» Work to be completed: Render every line of the entries below as a JSON list of strings, with one string per line and blank lines omitted.

» Entries for pointing to named objects:
────────

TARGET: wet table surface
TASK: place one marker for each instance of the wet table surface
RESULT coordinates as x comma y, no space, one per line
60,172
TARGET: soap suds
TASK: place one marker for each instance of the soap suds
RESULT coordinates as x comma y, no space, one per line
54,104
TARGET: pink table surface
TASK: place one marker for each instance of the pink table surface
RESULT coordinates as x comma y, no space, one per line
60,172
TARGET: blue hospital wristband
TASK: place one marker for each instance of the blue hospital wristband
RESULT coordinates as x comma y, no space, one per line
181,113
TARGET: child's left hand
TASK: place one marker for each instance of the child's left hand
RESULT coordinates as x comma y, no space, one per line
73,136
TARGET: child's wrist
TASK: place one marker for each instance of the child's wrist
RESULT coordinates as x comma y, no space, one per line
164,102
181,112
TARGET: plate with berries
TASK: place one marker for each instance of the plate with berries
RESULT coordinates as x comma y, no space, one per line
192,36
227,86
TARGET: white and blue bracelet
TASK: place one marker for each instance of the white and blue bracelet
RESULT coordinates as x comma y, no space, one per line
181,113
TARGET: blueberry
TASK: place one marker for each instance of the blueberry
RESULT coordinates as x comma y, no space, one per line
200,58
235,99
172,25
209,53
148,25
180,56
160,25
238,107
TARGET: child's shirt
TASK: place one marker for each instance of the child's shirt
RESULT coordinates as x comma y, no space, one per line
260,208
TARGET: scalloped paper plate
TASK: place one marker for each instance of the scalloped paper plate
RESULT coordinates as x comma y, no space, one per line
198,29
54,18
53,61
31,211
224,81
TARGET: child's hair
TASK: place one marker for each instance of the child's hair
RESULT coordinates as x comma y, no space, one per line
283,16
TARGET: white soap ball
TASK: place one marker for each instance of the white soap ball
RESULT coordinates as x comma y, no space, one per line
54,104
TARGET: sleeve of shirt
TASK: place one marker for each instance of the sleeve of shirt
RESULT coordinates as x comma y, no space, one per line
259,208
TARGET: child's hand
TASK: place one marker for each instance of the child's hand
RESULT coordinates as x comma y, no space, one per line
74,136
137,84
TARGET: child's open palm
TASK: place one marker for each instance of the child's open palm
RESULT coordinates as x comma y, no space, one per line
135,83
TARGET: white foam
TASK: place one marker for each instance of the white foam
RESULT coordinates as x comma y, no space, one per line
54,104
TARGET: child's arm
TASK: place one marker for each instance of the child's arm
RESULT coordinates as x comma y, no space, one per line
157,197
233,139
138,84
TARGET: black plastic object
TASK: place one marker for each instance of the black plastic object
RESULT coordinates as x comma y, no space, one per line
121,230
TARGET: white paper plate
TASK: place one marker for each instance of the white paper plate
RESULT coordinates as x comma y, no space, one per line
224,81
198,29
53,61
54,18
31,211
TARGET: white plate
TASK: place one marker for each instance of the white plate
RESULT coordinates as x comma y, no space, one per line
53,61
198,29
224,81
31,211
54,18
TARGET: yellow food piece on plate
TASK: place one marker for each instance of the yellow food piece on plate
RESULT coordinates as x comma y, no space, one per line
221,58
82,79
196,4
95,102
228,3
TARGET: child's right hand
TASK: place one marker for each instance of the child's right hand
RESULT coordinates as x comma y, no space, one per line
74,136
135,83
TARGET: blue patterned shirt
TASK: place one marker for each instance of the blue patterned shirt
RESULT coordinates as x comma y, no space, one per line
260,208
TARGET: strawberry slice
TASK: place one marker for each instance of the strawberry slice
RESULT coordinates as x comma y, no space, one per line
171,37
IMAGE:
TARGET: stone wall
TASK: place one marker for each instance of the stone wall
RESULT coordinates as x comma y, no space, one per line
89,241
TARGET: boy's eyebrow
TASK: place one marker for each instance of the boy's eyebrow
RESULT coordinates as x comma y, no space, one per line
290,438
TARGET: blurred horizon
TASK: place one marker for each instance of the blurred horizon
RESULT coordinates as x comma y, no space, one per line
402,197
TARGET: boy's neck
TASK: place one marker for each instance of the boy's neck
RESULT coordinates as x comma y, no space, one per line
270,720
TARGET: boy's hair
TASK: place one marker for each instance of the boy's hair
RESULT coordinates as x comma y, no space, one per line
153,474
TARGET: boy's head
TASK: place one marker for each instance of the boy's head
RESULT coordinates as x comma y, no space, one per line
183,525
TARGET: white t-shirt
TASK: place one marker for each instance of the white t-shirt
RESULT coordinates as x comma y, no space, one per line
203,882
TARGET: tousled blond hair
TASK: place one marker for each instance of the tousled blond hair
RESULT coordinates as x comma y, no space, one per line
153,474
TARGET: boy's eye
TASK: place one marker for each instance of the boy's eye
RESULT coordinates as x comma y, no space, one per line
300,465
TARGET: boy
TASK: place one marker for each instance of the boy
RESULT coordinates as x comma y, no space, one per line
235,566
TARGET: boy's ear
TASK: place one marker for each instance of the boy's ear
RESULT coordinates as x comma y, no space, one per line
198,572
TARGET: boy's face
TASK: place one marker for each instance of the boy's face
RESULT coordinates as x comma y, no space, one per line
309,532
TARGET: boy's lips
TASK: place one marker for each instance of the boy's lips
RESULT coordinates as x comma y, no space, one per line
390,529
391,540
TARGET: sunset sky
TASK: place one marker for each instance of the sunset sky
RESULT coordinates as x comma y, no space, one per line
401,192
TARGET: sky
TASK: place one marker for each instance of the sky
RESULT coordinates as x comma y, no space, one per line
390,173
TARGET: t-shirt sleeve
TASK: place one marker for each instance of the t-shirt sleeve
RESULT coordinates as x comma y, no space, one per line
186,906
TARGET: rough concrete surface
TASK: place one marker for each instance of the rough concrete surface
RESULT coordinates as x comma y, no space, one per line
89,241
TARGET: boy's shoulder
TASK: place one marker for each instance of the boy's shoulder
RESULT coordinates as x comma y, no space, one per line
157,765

────────

» Answer to this exercise:
[
  "TARGET: wet table surface",
  "TASK: place one marker for each instance of the wet table surface",
  "RESULT coordinates as x comma y, no space, one per line",
  "60,172",
  "TARGET: soap suds",
  "TASK: place one marker for each instance of the soap suds",
  "RESULT coordinates as x comma y, no space, one per line",
  "54,104",
  "TARGET: pink table surface",
  "TASK: place one marker for each instance of the pink table surface",
  "RESULT coordinates as x comma y, no space, one per line",
  "60,172",
  "TARGET: blue hospital wristband",
  "TASK: place one marker for each instance of the blue hospital wristband",
  "RESULT coordinates as x comma y, no space, one per line",
  "181,113",
  "TARGET: child's left hand",
  "TASK: place one marker for each instance of the child's left hand",
  "RESULT coordinates as x comma y, no space, one per line",
  "73,136",
  "TARGET: child's wrist",
  "TASK: place one marker for each instance of the child's wrist",
  "RESULT coordinates as x comma y, no space, one per line",
  "164,102",
  "181,112",
  "TARGET: plate with berries",
  "TASK: place one marker for each instance of the plate with berries",
  "RESULT coordinates as x comma y, no space, one per line",
  "192,36",
  "227,86",
  "TARGET: white and blue bracelet",
  "TASK: place one marker for each instance of the white and blue bracelet",
  "RESULT coordinates as x comma y, no space, one per line",
  "181,113",
  "TARGET: blueberry",
  "TASK: place one marker for each instance of the blueberry",
  "RESULT coordinates as x comma y, no space, one per line",
  "200,58",
  "235,99",
  "172,25",
  "209,53",
  "148,25",
  "180,56",
  "160,25",
  "238,107",
  "TARGET: child's shirt",
  "TASK: place one marker for each instance of the child's shirt",
  "RESULT coordinates as x comma y, no space, one per line",
  "260,208",
  "TARGET: scalloped paper plate",
  "TASK: place one marker for each instance of the scalloped paper plate",
  "RESULT coordinates as x comma y, no space, one per line",
  "198,29",
  "54,18",
  "53,61",
  "31,211",
  "224,81",
  "TARGET: child's hair",
  "TASK: place one marker for each instance of the child's hair",
  "RESULT coordinates as x comma y, no space, one per line",
  "283,16",
  "TARGET: white soap ball",
  "TASK: place one marker for each instance of the white soap ball",
  "RESULT coordinates as x comma y, no space, one per line",
  "54,104",
  "TARGET: sleeve of shirt",
  "TASK: place one marker for each instance of the sleeve of shirt",
  "RESULT coordinates as x comma y, no space, one per line",
  "259,208",
  "TARGET: child's hand",
  "TASK: place one marker for each instance of the child's hand",
  "RESULT coordinates as x comma y, no space, one per line",
  "74,136",
  "137,84",
  "TARGET: child's open palm",
  "TASK: place one marker for each instance of the child's open palm",
  "RESULT coordinates as x comma y, no space, one per line",
  "135,83",
  "TARGET: white foam",
  "TASK: place one marker for each instance of the white foam",
  "RESULT coordinates as x comma y, no space, one per line",
  "54,104",
  "TARGET: child's arm",
  "TASK: place one marker for each instance of the child's arm",
  "RESULT coordinates as x comma y, no space, one per line",
  "157,197",
  "233,139",
  "138,84",
  "TARGET: black plastic object",
  "TASK: place one marker for each instance of the black plastic object",
  "RESULT coordinates as x comma y, no space, one per line",
  "121,230",
  "TARGET: white paper plate",
  "TASK: place one marker for each instance of the white paper plate",
  "RESULT coordinates as x comma y, no space, one per line",
  "224,81",
  "198,29",
  "53,61",
  "54,18",
  "31,211",
  "TARGET: white plate",
  "TASK: place one marker for each instance of the white plate",
  "RESULT coordinates as x comma y, no space, one per line",
  "53,61",
  "198,29",
  "224,81",
  "31,211",
  "54,18",
  "TARGET: yellow food piece on plate",
  "TASK: place one marker for each instance of the yellow food piece on plate",
  "RESULT coordinates as x comma y, no space, one per line",
  "221,58",
  "82,79",
  "196,4",
  "95,102",
  "228,3",
  "TARGET: child's right hand",
  "TASK: place one marker for each instance of the child's right hand",
  "RESULT coordinates as x comma y, no space, one per line",
  "74,136",
  "135,83",
  "TARGET: blue patterned shirt",
  "TASK: place one marker for each instance of the blue patterned shirt",
  "RESULT coordinates as x comma y, no space, one per line",
  "260,208",
  "TARGET: strawberry slice",
  "TASK: place one marker for each instance of the strawberry slice",
  "RESULT coordinates as x comma y, no space, one per line",
  "171,37",
  "IMAGE:",
  "TARGET: stone wall",
  "TASK: place one marker for each instance of the stone wall",
  "RESULT coordinates as x comma y, no space, one per line",
  "89,241",
  "TARGET: boy's eyebrow",
  "TASK: place one marker for each instance of the boy's eyebrow",
  "RESULT coordinates as x comma y, no space, one per line",
  "290,438",
  "TARGET: blurred horizon",
  "TASK: place one marker for each instance of the blurred horizon",
  "RESULT coordinates as x comma y, no space, one per line",
  "402,197",
  "TARGET: boy's neck",
  "TASK: place one marker for each instance of the boy's neck",
  "RESULT coordinates as x comma y, no space, one per line",
  "270,720",
  "TARGET: boy's hair",
  "TASK: place one marker for each instance of the boy's hair",
  "RESULT coordinates as x comma y, no space, one per line",
  "153,474",
  "TARGET: boy's head",
  "TASK: place one marker for each instance of the boy's head",
  "RESULT coordinates as x comma y, no space, one per line",
  "183,525",
  "TARGET: white t-shirt",
  "TASK: place one marker for each instance of the white t-shirt",
  "RESULT coordinates as x comma y, no space, one per line",
  "203,882",
  "TARGET: tousled blond hair",
  "TASK: place one marker for each instance of the tousled blond hair",
  "RESULT coordinates as x comma y, no space, one per line",
  "153,474",
  "TARGET: boy's eye",
  "TASK: place one marker for each instance of the boy's eye",
  "RESULT coordinates as x comma y, no space, one per line",
  "300,465",
  "TARGET: boy",
  "TASK: place one marker for each instance of the boy",
  "RESULT coordinates as x comma y, no space, one per line",
  "235,566",
  "TARGET: boy's ear",
  "TASK: place one marker for each instance of the boy's ear",
  "RESULT coordinates as x comma y, no space, one per line",
  "198,572",
  "TARGET: boy's face",
  "TASK: place one marker for each instance of the boy's face",
  "RESULT coordinates as x comma y, no space, one per line",
  "309,532",
  "TARGET: boy's lips",
  "TASK: place one marker for each instance of the boy's lips",
  "RESULT coordinates as x comma y, no space, one per line",
  "390,529",
  "391,540",
  "TARGET: sunset sky",
  "TASK: place one marker for each instance of the sunset sky",
  "RESULT coordinates as x comma y, no space, one per line",
  "401,192",
  "TARGET: sky",
  "TASK: place one marker for each instance of the sky",
  "RESULT coordinates as x comma y, no space, one per line",
  "390,173",
  "TARGET: t-shirt sleeve",
  "TASK: place one marker for each instance of the t-shirt sleeve",
  "RESULT coordinates as x comma y, no space, one per line",
  "186,906",
  "TARGET: rough concrete surface",
  "TASK: place one marker for each instance of the rough concrete surface",
  "RESULT coordinates as x comma y, no space, one per line",
  "89,241",
  "TARGET: boy's shoulder",
  "TASK: place one marker for each instance of the boy's shoulder",
  "RESULT coordinates as x comma y, no space, one per line",
  "157,765"
]